Instructions for the task: Collect every line in the records below that contains the string "river", and list those lines in their original order.

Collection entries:
⟨

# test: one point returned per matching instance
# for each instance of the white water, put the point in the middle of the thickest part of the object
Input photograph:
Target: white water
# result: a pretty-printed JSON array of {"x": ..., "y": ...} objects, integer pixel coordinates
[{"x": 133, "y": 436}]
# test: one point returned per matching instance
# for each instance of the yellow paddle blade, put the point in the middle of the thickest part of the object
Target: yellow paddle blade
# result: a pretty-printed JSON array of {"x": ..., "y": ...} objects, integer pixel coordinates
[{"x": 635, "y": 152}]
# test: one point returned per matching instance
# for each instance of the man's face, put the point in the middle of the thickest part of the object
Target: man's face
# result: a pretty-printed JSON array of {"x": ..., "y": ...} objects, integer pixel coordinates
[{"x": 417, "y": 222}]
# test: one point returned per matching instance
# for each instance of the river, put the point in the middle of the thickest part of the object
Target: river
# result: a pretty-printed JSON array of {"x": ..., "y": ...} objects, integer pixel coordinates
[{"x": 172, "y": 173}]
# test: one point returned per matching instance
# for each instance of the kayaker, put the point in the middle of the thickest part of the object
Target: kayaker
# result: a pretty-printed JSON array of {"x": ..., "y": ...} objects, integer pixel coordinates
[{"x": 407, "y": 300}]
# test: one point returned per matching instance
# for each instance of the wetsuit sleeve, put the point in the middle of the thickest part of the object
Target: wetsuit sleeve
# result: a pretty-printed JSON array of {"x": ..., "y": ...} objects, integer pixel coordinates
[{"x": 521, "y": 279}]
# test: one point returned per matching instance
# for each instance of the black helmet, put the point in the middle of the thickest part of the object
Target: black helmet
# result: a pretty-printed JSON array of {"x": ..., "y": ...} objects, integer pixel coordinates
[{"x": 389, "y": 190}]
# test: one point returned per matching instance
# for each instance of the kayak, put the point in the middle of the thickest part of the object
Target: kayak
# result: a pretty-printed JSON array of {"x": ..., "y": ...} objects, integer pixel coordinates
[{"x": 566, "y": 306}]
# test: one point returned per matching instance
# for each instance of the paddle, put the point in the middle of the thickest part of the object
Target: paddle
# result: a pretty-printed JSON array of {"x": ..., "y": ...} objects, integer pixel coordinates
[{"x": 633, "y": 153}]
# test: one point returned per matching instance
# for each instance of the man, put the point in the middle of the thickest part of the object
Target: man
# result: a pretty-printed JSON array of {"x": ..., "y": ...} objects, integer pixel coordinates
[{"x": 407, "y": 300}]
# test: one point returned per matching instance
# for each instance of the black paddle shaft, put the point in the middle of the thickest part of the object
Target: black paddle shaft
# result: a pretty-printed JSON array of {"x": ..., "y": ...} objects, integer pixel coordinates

⟩

Task response:
# for each instance of the river, put the point in the middle of the thickest part of the object
Target: river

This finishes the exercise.